• _YOUR OBJECTIVE_: From the entries, filter out every line that lacks "gray" and copy the rest.

• _MATERIAL SUPPLIED_:

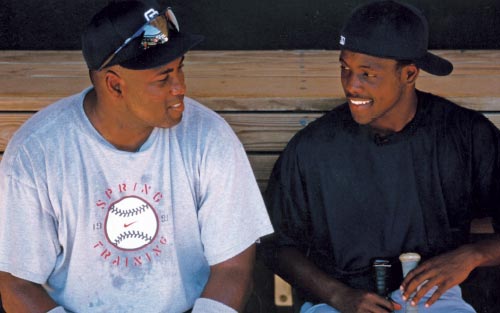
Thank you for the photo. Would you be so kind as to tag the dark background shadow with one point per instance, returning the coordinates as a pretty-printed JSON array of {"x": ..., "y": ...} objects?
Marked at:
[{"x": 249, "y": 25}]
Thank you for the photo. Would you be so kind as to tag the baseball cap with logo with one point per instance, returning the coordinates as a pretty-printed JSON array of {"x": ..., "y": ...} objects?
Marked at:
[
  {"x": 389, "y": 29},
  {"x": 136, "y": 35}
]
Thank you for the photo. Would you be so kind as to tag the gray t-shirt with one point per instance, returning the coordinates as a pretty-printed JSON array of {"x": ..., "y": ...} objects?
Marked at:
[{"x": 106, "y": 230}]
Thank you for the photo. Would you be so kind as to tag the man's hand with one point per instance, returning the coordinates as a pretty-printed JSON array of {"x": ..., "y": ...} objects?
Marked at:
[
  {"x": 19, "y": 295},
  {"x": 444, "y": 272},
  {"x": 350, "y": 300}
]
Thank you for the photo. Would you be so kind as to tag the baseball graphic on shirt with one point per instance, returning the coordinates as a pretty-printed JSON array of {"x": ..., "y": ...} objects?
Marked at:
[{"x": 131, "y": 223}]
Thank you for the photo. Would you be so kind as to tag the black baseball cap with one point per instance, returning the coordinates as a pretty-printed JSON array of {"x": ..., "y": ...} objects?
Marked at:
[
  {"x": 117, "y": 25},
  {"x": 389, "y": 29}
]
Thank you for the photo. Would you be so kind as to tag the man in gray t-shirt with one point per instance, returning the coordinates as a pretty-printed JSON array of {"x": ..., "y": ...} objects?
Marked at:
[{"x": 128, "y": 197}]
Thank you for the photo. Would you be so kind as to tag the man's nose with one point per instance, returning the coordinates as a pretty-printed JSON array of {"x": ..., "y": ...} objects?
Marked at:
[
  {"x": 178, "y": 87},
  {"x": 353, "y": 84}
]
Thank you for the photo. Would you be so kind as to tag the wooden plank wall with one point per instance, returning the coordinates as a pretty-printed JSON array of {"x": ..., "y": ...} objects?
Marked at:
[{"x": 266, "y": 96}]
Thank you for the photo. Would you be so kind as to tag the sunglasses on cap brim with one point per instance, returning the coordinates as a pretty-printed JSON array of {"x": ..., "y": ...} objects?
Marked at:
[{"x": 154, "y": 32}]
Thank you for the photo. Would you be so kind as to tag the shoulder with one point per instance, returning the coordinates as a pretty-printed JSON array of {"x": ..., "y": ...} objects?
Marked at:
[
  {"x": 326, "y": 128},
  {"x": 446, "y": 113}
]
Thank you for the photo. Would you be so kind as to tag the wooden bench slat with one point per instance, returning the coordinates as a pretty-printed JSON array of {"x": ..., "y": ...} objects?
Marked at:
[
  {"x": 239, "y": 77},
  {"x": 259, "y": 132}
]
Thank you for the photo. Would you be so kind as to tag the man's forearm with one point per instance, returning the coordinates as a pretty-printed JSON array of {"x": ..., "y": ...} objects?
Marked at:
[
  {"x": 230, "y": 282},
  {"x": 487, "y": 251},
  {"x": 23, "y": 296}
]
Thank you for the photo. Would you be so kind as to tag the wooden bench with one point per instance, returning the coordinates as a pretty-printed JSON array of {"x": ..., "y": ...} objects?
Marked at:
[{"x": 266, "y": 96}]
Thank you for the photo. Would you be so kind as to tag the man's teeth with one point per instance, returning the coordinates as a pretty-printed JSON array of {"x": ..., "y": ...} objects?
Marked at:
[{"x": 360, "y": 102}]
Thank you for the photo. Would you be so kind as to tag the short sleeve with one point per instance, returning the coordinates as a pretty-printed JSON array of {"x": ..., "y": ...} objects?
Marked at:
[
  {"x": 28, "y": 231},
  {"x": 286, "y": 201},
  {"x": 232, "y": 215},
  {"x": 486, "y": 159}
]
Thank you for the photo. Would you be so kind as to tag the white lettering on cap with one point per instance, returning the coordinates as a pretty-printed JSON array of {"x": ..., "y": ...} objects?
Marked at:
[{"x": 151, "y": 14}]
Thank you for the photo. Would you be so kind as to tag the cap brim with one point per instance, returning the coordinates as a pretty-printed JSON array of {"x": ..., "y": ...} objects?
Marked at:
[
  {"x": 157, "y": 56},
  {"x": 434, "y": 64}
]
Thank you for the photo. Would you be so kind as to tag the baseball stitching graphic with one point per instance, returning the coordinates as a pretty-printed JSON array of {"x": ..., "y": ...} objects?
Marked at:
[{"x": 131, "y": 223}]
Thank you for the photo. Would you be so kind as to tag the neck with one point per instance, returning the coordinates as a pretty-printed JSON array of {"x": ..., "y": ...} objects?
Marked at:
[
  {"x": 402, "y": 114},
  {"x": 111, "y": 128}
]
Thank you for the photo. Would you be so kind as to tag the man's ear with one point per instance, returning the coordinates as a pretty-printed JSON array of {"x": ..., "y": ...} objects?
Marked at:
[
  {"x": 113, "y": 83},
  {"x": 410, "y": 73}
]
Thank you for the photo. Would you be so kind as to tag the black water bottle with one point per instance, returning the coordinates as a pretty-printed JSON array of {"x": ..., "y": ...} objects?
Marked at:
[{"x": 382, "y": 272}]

• _RESPONSE BELOW_:
Thank you for the photo. Would you be so kind as to tag the gray t-shirt with one point per instance, returning the coordinates as a pretty-printed JSON array of {"x": ..., "y": ...} objects?
Thank you for the photo. Would you be so kind as to tag the man in gray t-shirt with one point per instance, returning the coordinates as a pretty-printed JSON array of {"x": ..., "y": ...} objects?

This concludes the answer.